━━━━━ Given information ━━━━━

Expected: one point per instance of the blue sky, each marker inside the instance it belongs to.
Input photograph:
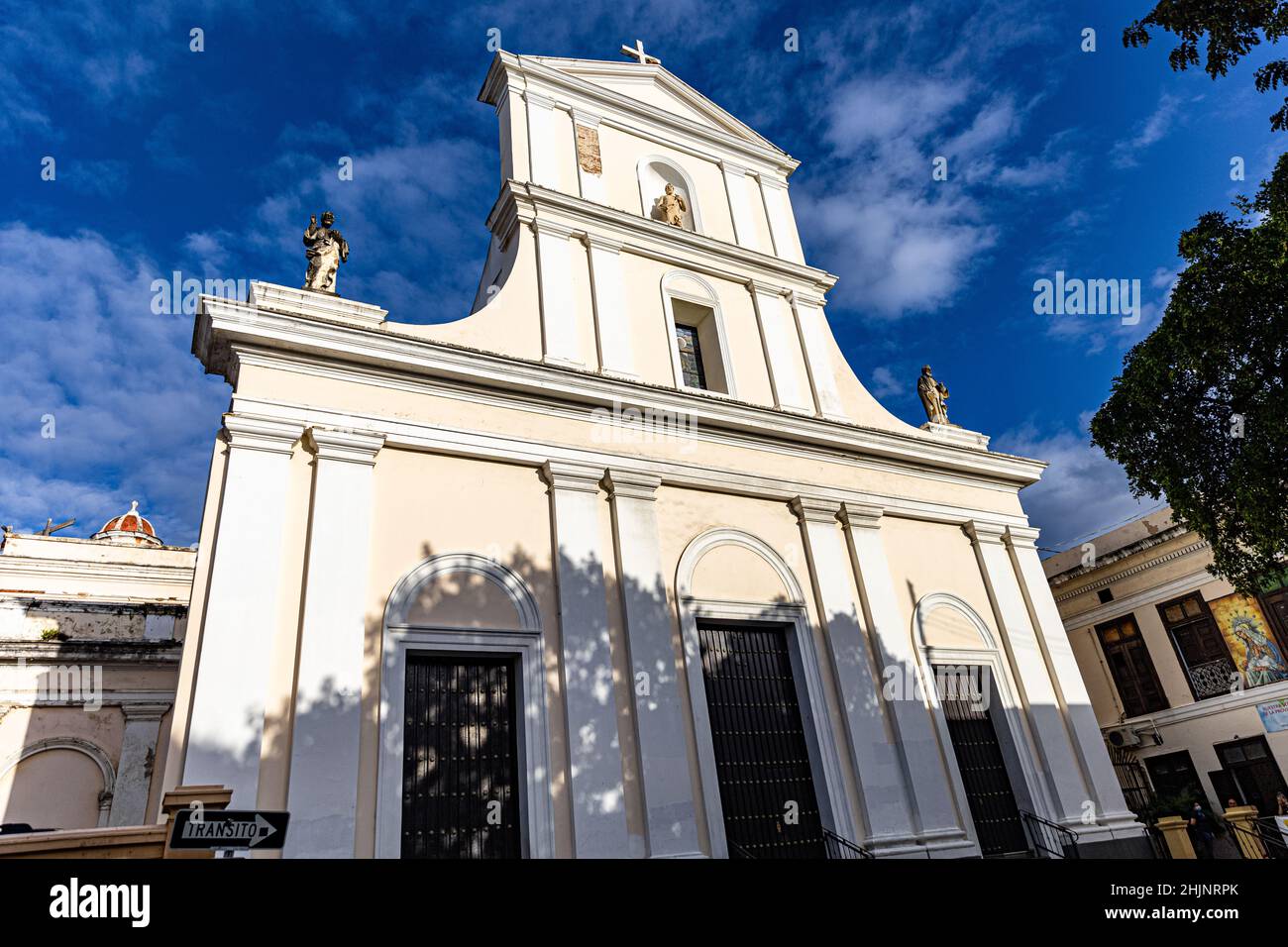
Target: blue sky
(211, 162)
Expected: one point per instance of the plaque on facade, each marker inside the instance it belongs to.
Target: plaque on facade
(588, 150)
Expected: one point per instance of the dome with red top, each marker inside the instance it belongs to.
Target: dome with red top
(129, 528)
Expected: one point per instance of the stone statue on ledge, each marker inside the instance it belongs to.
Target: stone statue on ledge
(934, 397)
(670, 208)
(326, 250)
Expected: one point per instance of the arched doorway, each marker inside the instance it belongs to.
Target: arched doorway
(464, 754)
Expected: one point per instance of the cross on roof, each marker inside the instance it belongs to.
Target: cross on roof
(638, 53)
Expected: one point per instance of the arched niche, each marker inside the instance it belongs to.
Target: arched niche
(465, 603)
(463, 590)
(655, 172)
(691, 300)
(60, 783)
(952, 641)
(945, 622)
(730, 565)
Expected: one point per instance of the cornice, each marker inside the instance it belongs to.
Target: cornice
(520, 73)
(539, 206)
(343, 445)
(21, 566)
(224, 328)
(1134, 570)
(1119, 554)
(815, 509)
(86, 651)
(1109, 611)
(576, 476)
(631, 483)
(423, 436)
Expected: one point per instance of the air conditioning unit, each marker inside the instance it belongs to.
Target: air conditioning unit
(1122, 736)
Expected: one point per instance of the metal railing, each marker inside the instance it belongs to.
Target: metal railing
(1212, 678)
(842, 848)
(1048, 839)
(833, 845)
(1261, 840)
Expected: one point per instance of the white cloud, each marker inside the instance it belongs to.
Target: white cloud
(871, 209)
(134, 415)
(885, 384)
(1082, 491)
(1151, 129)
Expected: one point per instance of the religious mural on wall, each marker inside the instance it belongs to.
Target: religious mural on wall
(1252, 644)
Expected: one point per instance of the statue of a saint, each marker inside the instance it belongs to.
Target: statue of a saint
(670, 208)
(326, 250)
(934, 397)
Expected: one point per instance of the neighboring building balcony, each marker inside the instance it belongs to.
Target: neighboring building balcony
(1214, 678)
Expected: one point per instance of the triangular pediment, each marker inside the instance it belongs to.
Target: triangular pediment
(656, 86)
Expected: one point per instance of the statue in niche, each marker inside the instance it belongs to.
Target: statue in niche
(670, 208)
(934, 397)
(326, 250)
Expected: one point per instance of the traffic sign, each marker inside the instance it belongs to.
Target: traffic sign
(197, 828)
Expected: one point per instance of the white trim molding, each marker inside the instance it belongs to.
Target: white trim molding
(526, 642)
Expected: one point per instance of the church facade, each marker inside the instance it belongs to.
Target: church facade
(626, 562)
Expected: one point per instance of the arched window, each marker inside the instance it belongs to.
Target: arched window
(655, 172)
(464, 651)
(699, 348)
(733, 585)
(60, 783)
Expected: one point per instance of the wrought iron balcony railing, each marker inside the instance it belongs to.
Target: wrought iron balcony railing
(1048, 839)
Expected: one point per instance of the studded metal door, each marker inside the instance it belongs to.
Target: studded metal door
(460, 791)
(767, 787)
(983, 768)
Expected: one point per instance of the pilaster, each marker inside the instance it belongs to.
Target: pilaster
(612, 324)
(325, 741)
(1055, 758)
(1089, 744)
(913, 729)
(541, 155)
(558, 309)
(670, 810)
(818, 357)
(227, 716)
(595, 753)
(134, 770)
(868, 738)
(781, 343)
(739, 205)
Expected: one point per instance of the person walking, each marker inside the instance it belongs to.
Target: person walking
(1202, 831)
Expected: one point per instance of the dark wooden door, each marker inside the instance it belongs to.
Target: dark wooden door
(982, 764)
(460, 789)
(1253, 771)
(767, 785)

━━━━━
━━━━━ Given information ━━━━━

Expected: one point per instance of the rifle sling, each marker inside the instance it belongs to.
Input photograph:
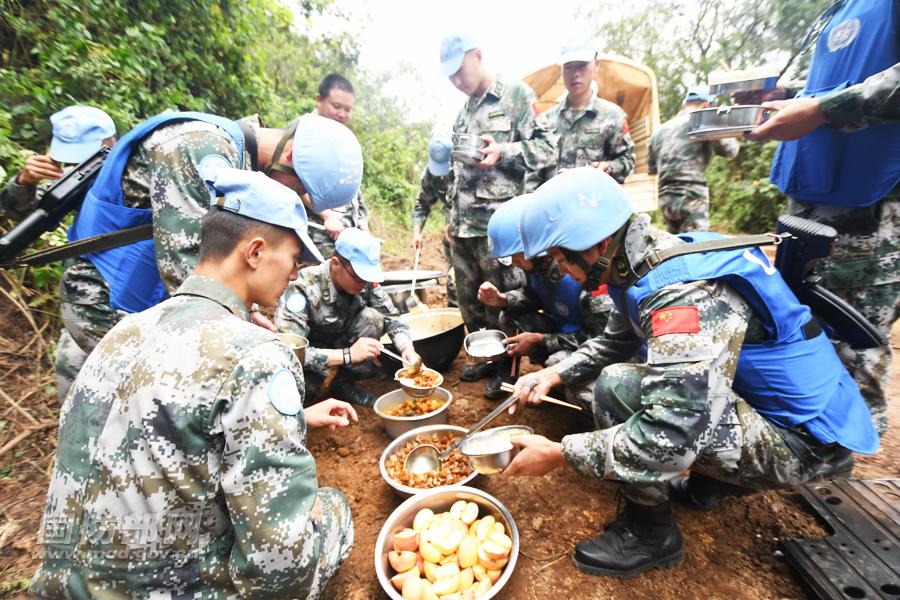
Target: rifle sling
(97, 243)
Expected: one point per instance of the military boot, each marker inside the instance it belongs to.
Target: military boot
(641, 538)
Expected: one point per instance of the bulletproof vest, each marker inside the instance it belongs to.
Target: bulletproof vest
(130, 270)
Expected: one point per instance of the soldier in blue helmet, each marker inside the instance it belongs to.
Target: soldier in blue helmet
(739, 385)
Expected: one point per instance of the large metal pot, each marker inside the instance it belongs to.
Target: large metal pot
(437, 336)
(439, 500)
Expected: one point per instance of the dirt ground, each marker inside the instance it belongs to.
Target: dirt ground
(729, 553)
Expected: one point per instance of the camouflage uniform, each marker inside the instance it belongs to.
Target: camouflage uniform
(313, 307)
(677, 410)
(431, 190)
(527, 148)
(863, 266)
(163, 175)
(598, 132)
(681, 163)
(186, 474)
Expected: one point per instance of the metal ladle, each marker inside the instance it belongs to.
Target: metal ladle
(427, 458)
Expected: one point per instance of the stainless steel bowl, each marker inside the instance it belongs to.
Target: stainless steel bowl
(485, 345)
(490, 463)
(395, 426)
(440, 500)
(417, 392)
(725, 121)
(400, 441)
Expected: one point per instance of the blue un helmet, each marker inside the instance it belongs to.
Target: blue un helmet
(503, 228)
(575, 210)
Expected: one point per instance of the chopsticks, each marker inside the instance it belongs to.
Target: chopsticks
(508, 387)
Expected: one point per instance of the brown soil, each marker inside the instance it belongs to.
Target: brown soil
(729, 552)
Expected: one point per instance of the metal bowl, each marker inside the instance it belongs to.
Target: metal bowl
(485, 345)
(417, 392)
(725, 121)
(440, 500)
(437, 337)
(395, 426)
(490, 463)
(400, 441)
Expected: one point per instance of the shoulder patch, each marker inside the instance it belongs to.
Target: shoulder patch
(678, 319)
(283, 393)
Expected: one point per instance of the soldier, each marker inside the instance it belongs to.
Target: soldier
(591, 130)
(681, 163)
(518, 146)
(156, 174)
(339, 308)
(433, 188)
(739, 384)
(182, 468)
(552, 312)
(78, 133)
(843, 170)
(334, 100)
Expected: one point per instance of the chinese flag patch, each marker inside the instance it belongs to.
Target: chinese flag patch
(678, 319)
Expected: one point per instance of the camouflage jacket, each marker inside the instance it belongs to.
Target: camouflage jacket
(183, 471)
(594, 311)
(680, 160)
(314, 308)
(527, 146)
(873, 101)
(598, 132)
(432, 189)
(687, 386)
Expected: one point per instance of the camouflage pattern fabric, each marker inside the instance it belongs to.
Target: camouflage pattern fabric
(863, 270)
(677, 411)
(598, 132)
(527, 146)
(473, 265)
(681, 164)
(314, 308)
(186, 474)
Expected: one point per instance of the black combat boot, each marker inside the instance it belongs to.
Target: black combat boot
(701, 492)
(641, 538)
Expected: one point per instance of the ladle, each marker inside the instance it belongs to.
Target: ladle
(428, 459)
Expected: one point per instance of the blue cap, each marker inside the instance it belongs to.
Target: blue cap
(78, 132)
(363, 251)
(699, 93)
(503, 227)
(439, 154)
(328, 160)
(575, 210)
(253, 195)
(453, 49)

━━━━━

* Task to carry out *
Rewrite the rows from the line containing "Expected: one point per instance of the air" through the line containing "(1214, 678)", changing "white cloud" to "puffy cloud" and leaving everything else as it is.

* Solution *
Expected: one point per instance of the air conditioning unit, each marker inside the instance it belongs to.
Target: air conditioning unit
(1122, 736)
Expected: one point per instance of the metal railing, each marker inside the instance it belongs to.
Target: metal railing
(1212, 678)
(842, 848)
(1048, 839)
(833, 845)
(1261, 840)
Expected: one point per instance of the puffy cloud, each marker inside the instance it belongs to.
Target: puffy cloud
(871, 209)
(134, 415)
(885, 384)
(1082, 491)
(1151, 129)
Expected: one point per instance of the religious mural on wall, each marker inside the instance it belongs to.
Target: religious mural on wall
(1252, 644)
Expected: one point per instance of the statue of a saint, each marker inside the instance it belongs to.
Target: statue of a saint
(670, 208)
(326, 250)
(934, 397)
Expected: one point per instance of the neighboring building balcony, each marker inside the instance it belongs to.
Target: neighboring building balcony
(1214, 678)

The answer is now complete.